Written exercise A: Check each statement against the film review that follows and mark it yes or no, quoting the words from the review that settle it: (i) Helena Bonham Carter plays Elizabeth. (ii) The creature is given a name. (iii) Victor's family is poor.

Source extract:
*****

An epic, if flawed, cinematic rendering of one of the greatest literary works of all time, Mary Shelley’s Frankenstein is an ambitious horror film with a distinctly romantic flare and sense of scope.
A scientist creates life out of dead matter … but pays the consequences.
The story is almost age-old: An ambitious and brilliant aspiring (and privileged) scientist becomes obsessed with creating life from death. The young scientist is Victor Frankenstein (Kenneth Branagh at the height of his ascent as an actor and filmmaker), and he has his whole life ahead of him: His family is wealthy and he is in love with Elizabeth (Helena Bonham Carter), a young woman he is to marry if fate and his personal obsessions don’t intervene. His experiments are unspeakable: He gathers unto himself the flesh of corpses and dead things and reassembles the parts and pieces, believing that he can reanimate a single figure – a golem – of death, and with the stroke of lightning and utter demented genius, his experiment works. He creates a man-child wrapped in a hideous and malformed mound of dead flesh, stitched together, resembling a creature borne from hell. The creature has no name (played by an unrecognizable Robert DeNiro), but it is alive, and it craves answers to its purpose in life. Victor struggles with what he has wrought, and in a fit of penitent rage, he tries to destroy his creation, but the thing escapes, and goes on its own quest for vengeance: Vengeance for its own creation, to destroy its creator and all he holds dear, and to be reckoned with, even if it means becoming the vile monster everyone thinks it is.

*****

Written exercise B: Pull out every line of the records below that contains the string "house".

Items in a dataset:

*****

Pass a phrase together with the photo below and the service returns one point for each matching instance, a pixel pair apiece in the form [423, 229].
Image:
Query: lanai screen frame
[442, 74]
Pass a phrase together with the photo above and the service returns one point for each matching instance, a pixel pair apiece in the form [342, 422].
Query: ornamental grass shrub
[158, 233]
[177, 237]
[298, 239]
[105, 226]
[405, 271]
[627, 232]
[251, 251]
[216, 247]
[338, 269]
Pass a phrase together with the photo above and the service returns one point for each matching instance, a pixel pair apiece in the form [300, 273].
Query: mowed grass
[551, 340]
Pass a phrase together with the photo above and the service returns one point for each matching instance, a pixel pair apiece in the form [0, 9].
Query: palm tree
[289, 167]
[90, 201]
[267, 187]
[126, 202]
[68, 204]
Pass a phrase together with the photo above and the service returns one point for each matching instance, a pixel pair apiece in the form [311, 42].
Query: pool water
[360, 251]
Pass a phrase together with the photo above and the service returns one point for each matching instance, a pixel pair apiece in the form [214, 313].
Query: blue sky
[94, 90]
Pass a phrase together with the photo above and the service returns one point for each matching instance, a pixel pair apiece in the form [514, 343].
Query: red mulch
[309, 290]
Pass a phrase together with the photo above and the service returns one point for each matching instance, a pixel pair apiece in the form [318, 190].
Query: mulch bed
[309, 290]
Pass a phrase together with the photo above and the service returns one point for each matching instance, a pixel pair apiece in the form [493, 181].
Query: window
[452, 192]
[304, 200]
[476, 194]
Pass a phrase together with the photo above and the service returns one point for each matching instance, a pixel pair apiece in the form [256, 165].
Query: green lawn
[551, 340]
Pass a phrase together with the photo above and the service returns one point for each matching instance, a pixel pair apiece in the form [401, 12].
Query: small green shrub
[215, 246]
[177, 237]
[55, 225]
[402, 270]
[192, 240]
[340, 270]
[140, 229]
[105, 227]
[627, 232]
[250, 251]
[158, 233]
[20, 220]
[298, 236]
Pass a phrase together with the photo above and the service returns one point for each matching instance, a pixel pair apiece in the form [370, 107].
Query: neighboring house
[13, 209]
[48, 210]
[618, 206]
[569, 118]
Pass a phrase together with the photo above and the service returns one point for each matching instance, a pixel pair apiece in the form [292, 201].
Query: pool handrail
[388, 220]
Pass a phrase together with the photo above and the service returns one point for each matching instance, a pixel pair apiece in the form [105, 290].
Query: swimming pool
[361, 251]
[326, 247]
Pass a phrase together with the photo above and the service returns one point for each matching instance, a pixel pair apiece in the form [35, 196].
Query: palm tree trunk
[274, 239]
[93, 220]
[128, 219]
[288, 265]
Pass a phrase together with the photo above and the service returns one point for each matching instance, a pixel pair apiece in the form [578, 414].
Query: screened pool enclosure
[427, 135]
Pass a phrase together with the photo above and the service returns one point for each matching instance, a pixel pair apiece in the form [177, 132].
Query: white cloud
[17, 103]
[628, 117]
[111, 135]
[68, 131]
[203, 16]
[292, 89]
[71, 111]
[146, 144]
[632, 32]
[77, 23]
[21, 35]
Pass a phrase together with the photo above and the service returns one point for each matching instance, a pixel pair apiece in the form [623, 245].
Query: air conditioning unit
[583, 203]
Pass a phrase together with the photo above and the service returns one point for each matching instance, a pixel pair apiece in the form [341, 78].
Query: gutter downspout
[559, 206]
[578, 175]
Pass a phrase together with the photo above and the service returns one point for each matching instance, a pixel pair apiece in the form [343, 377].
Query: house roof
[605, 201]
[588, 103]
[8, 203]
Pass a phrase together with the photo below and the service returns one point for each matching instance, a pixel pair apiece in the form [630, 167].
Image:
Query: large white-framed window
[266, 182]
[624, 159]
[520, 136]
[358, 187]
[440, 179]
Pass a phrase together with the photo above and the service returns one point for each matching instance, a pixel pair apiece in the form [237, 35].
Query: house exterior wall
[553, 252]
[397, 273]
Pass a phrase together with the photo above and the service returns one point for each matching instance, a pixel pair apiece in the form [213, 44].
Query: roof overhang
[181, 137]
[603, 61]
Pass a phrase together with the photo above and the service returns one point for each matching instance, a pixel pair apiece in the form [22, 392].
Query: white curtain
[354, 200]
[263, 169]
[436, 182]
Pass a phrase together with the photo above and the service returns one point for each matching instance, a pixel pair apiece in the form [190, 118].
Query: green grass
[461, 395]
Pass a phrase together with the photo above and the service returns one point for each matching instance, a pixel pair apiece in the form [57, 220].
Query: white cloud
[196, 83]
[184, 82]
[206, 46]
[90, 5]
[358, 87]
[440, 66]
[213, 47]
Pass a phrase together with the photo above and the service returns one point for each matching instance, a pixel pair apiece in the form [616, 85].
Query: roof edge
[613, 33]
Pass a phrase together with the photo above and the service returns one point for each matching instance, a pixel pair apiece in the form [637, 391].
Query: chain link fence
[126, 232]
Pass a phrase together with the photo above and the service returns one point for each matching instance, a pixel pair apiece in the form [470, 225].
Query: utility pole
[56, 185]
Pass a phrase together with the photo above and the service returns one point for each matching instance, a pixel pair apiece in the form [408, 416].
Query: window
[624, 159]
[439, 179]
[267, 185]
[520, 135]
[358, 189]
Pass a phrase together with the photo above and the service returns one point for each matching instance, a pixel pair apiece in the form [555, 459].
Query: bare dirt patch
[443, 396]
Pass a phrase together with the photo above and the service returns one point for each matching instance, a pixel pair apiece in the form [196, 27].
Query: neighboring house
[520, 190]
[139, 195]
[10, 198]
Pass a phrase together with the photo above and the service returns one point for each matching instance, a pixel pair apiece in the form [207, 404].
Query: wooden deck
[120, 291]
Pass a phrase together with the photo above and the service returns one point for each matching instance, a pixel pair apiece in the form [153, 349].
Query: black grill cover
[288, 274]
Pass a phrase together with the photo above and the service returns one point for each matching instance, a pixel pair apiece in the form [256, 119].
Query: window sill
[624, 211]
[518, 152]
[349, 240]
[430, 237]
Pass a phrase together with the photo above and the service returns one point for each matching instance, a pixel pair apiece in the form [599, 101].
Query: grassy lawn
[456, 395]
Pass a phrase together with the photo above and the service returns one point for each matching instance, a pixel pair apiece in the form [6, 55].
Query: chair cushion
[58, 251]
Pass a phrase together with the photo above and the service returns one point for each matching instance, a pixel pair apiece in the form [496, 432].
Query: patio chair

*****

Solution A:
(i) Yes: "he is in love with Elizabeth (Helena Bonham Carter)"
(ii) No: "The creature has no name"
(iii) No: "His family is wealthy"

Solution B:
Query: neighboring house
Query: house roof
Query: house exterior wall
Query: neighboring house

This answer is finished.